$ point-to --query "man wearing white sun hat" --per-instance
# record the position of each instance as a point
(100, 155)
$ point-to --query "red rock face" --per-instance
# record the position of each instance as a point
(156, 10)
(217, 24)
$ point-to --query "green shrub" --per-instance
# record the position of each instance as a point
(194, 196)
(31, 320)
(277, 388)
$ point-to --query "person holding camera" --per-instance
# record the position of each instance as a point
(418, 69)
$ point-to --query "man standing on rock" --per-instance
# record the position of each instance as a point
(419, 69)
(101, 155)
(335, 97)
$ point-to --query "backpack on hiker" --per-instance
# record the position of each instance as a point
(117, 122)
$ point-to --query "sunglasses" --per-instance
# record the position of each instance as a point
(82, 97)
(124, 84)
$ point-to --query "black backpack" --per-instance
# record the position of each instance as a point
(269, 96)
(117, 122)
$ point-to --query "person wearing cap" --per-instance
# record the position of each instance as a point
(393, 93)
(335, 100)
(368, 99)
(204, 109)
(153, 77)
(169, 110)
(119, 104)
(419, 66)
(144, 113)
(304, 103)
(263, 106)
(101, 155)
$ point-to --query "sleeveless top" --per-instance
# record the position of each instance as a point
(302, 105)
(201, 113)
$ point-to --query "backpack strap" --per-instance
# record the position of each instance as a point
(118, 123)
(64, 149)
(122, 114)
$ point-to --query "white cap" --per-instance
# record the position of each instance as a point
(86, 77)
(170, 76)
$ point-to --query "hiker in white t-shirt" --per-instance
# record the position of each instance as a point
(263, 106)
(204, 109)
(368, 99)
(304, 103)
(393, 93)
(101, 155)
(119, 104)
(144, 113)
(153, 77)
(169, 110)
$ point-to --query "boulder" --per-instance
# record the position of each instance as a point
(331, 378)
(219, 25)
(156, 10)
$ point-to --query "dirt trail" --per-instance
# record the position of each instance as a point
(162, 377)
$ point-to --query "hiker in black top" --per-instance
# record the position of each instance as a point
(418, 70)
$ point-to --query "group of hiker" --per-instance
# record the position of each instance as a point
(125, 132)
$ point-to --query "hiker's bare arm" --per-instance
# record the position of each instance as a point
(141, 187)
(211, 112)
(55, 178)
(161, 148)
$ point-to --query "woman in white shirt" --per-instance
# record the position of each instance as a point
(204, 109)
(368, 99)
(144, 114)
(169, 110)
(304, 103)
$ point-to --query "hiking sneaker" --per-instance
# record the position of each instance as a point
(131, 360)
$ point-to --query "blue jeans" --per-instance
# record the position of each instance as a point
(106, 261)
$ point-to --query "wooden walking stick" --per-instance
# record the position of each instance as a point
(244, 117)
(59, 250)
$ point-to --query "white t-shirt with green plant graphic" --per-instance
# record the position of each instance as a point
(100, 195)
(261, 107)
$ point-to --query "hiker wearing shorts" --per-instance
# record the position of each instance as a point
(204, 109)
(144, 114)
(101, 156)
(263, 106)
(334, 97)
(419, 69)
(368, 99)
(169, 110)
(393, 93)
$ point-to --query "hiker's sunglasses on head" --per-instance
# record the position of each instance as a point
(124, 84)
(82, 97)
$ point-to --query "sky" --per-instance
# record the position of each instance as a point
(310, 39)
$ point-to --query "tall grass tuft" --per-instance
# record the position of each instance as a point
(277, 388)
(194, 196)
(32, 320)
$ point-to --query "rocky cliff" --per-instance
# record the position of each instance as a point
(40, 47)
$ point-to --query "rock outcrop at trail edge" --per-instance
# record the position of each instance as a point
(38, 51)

_ _ _ _

> **PROBLEM DESCRIPTION**
Every line above needs to be retyped exactly.

> **IN RESPONSE**
$ point-to --query "man wearing white sun hat" --per-instance
# record the position of each instance as a point
(100, 155)
$ point-to --query "red rock face" --per-instance
# record the position of each instance as a point
(156, 10)
(217, 24)
$ point-to --query "green shrub" --per-instance
# record the position of each instance as a point
(194, 196)
(31, 320)
(277, 388)
$ point-to --query "person holding camera" --per-instance
# record the position of each instance as a point
(418, 69)
$ point-to --query "man standing on rock" --per-instance
# record the position of each instance as a point
(419, 69)
(101, 155)
(335, 97)
$ point-to --query "backpack on hiker" --per-instance
# record the position of each instance as a point
(117, 122)
$ point-to --query "sunglasses" --per-instance
# record the position of each instance as a point
(82, 97)
(124, 84)
$ point-to --query "black backpack" --per-instance
# record the position of each instance as a point
(269, 96)
(117, 122)
$ point-to --query "person wearing cap" --per-instance
# record the position of each instance as a point
(393, 93)
(335, 100)
(368, 99)
(204, 109)
(153, 77)
(169, 110)
(119, 104)
(419, 66)
(144, 113)
(304, 103)
(263, 106)
(101, 155)
$ point-to --query "sleeveless top" --per-instance
# record the position of each instance as a point
(302, 105)
(201, 113)
$ point-to --query "backpack strap" --per-instance
# record the position of each instance as a point
(118, 123)
(64, 149)
(122, 114)
$ point-to --query "white cap" --per-instance
# record the position of each instance as a point
(86, 77)
(170, 76)
$ point-to --query "hiker in white t-shirt" --per-instance
# record the position of each instance as a point
(263, 106)
(204, 109)
(368, 99)
(304, 103)
(393, 93)
(101, 155)
(119, 104)
(144, 113)
(153, 77)
(169, 110)
$ point-to --query "boulder" --per-instance
# record the position of each instance as a point
(331, 378)
(219, 25)
(156, 10)
$ point-to --query "dirt trail" --per-instance
# record the position of each instance as a point
(162, 377)
$ point-to --query "hiker in black top" --per-instance
# record the position of each instance as a point
(418, 70)
$ point-to --query "group of hiker" --per-instance
# record the position of each instance as a point
(125, 132)
$ point-to --query "hiker's bare arm" --per-instance
# record the position of each instance as a point
(141, 187)
(211, 112)
(55, 178)
(161, 148)
$ point-to --query "woman in white shirt" --per-instance
# record the position of each instance as a point
(204, 109)
(368, 99)
(144, 114)
(169, 110)
(304, 103)
$ point-to --query "hiking sneaker" --per-instance
# record the position of each instance as a point
(131, 360)
$ point-to --query "blue jeans" --per-instance
# record the position of each instance as a point
(106, 261)
$ point-to --query "wooden walking stick" --per-instance
# record the position of each instance as a point
(244, 117)
(59, 250)
$ point-to --query "white t-shirt with green plant graphic" --per-instance
# record the position of each instance as a point
(100, 195)
(261, 107)
$ point-to --query "hiker wearing shorts" --per-instance
# record the position of each instance as a point
(204, 109)
(144, 114)
(101, 156)
(263, 106)
(334, 97)
(419, 69)
(368, 99)
(169, 110)
(393, 93)
$ point-to --query "hiker's sunglasses on head" --per-instance
# record the position of each instance as a point
(124, 84)
(82, 97)
$ point-to --query "sky" --per-instance
# record the position of each instance as a point
(310, 39)
$ point-to --query "tall grass tuft" --per-instance
# record the position of each instance as a point
(277, 388)
(194, 196)
(32, 320)
$ point-to --query "rocky cliff" --per-instance
# record the position of each instance as a point
(40, 47)
$ point-to --query "rock outcrop at trail edge" --per-instance
# record the position of each instance as a point
(38, 51)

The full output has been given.